• _Partes do exercício_:
(a) Reescreva o trecho sobre as concessões de infraestrutura, começando em "Alternativamente, dará garantias" e terminando em "lucratividade.", com "bancos públicos" substituído por "bancos estatais".
(b) Prossiga com o trecho sobre as concessões de infraestrutura a partir do ponto em que ele termina.

• _Trecho fornecido_:
+-------+
Capitalizará a Agência Brasileira Gestora de Fundos Garantidores e Garantias
(ABGF), para a qual convergirão recursos dos fundos setoriais, e
usará o Fundo Garantidor do Comércio Exterior (R$ 14 bilhões).
27.
Alternativamente, dará garantias através de bancos públicos e emitirá
debêntures de infraestrutura. Espera recursos próprios dos concessionários, de
20% do valor dos projetos.
28. O
governo parece, ademais, disposto, a obsequiar os concessionários com
benefícios adicionais. Nas
ferrovias: 1) serão desoneradas dos custos de manutenção, segurança e outros,
nos trechos que abandonaram e nos onde mantêm tráfego reduzido; 2) serão
transferidos para a União passivos patrimoniais, ambientais, cíveis,
tributários e trabalhistas, ao custo de muitas dezenas de bilhões de
reais; 3) as concessionárias
concentrarão as locomotivas e vagões arrendados nos trajetos de maior
lucratividade.
+-------+
• _Material extraído_:
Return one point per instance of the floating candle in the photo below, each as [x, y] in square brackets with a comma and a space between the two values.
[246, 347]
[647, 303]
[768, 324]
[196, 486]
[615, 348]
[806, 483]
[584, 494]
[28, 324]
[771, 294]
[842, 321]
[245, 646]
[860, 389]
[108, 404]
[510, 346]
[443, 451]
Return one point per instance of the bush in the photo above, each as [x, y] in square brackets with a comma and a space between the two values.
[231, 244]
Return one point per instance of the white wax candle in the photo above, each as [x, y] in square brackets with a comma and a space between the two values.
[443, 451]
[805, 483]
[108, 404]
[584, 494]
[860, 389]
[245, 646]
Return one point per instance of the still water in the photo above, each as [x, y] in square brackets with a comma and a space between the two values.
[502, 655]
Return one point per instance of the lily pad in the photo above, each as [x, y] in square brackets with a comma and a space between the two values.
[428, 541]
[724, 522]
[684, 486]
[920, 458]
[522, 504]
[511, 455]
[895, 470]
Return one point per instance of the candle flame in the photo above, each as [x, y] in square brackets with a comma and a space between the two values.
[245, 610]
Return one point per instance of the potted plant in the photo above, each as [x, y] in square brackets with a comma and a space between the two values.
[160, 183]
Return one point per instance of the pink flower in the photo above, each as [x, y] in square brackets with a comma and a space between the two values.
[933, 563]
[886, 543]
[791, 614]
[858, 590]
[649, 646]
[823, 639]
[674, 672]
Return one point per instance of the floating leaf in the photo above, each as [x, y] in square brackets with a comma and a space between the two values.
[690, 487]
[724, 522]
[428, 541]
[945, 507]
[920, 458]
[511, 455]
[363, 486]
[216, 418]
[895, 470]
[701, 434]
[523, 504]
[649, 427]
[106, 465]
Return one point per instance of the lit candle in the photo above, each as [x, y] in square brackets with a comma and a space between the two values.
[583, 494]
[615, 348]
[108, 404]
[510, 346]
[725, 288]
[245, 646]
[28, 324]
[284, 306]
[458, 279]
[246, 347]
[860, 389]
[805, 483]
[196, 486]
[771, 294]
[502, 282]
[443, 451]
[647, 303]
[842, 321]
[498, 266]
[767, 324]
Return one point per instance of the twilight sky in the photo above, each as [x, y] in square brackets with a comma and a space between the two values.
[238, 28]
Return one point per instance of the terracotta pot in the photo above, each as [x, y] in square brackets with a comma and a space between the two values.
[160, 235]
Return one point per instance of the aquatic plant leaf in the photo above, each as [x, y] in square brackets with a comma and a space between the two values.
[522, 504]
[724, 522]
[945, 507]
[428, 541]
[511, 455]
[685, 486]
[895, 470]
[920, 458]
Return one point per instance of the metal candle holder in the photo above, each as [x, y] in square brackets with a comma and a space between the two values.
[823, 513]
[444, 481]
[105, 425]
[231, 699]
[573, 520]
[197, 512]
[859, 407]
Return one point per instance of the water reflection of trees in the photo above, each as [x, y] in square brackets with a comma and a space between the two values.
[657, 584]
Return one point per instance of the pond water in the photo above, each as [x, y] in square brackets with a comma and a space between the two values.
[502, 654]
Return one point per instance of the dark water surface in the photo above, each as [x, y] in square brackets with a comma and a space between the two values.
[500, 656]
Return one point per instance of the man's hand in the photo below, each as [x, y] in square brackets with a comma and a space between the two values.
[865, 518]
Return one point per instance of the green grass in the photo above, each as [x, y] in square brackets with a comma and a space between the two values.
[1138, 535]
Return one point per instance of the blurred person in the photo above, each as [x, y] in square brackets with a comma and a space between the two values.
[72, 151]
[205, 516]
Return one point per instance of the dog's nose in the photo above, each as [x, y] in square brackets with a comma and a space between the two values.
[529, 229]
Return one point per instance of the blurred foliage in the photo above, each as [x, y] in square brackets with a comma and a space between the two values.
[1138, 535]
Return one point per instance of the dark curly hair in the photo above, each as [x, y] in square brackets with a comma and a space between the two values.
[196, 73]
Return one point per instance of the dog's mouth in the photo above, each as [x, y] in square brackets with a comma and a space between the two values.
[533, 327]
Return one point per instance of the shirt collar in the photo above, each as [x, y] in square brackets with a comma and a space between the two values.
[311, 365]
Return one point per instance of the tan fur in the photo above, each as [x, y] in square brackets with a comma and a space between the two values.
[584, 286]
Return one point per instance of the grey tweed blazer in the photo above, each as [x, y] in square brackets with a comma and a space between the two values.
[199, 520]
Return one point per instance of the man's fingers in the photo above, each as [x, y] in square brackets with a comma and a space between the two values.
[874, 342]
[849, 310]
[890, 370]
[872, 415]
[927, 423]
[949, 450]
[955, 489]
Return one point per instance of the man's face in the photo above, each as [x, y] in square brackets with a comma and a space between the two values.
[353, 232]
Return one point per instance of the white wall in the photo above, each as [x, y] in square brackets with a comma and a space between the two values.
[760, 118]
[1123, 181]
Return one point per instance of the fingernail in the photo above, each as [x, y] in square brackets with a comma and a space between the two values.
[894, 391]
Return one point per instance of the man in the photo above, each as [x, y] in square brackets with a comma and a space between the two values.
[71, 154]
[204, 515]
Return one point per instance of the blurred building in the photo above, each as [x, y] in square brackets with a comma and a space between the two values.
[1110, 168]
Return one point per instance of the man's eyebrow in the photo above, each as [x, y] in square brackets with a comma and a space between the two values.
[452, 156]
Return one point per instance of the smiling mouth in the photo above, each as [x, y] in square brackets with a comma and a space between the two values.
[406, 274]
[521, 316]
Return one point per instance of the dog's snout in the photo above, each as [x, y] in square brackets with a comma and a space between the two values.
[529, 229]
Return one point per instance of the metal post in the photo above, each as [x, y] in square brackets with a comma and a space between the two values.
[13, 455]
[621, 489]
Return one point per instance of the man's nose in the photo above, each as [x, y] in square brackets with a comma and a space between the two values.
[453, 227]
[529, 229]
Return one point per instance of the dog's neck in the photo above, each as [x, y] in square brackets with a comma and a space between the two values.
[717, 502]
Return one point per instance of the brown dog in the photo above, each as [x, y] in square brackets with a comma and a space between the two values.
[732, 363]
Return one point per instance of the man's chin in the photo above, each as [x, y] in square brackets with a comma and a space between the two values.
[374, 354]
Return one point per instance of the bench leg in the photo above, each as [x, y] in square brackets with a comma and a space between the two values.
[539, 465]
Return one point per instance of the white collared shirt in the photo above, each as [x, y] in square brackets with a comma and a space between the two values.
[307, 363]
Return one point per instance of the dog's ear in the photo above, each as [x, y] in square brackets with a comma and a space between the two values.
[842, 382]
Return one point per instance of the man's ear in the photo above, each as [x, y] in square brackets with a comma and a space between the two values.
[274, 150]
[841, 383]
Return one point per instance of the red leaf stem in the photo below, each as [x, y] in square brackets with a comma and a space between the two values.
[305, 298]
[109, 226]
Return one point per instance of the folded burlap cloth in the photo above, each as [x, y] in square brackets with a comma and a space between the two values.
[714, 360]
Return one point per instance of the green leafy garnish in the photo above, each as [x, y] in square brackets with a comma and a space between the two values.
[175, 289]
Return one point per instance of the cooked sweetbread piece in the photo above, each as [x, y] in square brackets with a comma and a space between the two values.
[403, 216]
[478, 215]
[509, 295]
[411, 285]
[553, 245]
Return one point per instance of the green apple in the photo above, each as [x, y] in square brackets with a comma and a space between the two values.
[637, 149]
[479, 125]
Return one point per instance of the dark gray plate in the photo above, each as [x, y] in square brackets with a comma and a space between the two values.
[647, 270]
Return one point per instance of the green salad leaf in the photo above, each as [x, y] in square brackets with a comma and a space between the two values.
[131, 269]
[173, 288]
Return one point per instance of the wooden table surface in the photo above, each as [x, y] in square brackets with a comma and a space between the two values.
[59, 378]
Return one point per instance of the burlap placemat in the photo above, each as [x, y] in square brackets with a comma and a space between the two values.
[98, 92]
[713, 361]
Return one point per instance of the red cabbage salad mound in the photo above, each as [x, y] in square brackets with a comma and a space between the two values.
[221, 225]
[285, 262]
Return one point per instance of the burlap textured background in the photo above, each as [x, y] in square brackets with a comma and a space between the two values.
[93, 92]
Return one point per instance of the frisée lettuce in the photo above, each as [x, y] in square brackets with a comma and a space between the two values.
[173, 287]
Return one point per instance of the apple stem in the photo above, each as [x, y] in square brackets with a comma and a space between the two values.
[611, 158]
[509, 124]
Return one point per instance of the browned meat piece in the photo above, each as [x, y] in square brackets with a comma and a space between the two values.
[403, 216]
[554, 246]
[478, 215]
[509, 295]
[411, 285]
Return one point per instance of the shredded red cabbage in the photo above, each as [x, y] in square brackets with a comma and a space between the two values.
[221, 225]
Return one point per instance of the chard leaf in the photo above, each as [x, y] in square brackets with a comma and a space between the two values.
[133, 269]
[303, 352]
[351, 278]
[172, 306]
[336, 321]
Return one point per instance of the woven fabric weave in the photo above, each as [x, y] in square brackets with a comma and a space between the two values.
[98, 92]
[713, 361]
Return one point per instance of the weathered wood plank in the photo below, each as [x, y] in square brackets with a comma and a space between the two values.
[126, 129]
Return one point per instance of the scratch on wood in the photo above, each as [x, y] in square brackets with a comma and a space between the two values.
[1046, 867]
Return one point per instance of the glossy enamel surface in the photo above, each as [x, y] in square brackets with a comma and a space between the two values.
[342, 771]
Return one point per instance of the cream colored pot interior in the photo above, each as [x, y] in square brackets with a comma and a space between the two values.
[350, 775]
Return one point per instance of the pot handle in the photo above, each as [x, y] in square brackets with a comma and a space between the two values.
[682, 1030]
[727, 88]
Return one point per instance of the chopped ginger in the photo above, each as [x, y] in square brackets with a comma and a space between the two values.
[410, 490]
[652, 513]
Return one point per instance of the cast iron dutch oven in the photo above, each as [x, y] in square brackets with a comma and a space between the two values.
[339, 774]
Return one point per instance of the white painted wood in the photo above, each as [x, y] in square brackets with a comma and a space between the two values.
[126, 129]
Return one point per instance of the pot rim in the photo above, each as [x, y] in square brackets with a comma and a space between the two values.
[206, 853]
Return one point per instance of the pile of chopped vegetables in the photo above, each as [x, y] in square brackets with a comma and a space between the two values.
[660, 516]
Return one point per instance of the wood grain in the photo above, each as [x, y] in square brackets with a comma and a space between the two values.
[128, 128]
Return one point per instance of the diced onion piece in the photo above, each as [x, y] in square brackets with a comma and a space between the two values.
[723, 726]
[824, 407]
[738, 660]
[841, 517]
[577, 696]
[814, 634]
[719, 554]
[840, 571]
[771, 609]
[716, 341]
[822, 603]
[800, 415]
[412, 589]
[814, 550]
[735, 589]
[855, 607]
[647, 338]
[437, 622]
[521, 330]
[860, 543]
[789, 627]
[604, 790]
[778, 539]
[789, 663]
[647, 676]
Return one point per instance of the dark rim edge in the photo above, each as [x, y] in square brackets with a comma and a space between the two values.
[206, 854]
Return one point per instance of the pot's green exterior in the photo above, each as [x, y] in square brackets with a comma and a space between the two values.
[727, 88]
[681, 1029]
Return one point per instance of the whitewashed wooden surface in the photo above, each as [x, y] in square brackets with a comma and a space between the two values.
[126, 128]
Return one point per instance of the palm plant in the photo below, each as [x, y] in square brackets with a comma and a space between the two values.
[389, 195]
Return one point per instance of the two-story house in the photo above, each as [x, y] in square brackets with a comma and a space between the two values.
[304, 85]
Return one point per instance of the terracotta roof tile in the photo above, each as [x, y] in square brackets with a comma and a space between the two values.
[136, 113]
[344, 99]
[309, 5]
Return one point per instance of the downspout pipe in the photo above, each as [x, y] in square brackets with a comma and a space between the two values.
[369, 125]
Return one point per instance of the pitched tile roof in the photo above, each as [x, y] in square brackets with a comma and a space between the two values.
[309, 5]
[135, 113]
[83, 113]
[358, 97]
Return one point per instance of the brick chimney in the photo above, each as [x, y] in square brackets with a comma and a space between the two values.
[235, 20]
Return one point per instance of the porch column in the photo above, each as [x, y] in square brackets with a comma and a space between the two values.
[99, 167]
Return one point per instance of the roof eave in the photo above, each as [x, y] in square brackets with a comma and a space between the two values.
+-------+
• _Respostas_:
(a)
Alternativamente, dará garantias através de bancos estatais e emitirá
debêntures de infraestrutura. Espera recursos próprios dos concessionários, de
20% do valor dos projetos.
28. O
governo parece, ademais, disposto, a obsequiar os concessionários com
benefícios adicionais. Nas
ferrovias: 1) serão desoneradas dos custos de manutenção, segurança e outros,
nos trechos que abandonaram e nos onde mantêm tráfego reduzido; 2) serão
transferidos para a União passivos patrimoniais, ambientais, cíveis,
tributários e trabalhistas, ao custo de muitas dezenas de bilhões de
reais; 3) as concessionárias
concentrarão as locomotivas e vagões arrendados nos trajetos de maior
lucratividade.

(b)
29. As
maiores são: América Latina Logística (ALL), MRS Logística, Vale, Ferrovia
Centro-Atlântica (FCA, controlada pela Vale) e Transnordestina, da CSN. Das
mais lucrativas, como a MRS, o governo pretende comprar a capacidade de
transporte da malha, realizar melhorias e revendê-la. Alega que fará acelerar
investimentos e suscitar concorrência.
30.
Entretanto, não faz sentido indenizar, por bilhões de reais, detentores de
concessões a expirar em menos de 15 anos. Indaga-se: por que os concessionários
não fizeram as melhorias? Quanto arrecadaram sem as ter realizado?
31. As
concessionárias vão livrar-se da obrigação de investir e terão direito ao uso
parcial das linhas vendidas aos novos licitantes, a quem caberá substituir os
trilhos e dormentes deteriorados.
32.
Quanto aos aeroportos, as concessões de Guarulhos, Viracopos e Brasília foram
entregues em leilões ganhos por empresas estrangeiras de menor
experiência.
33.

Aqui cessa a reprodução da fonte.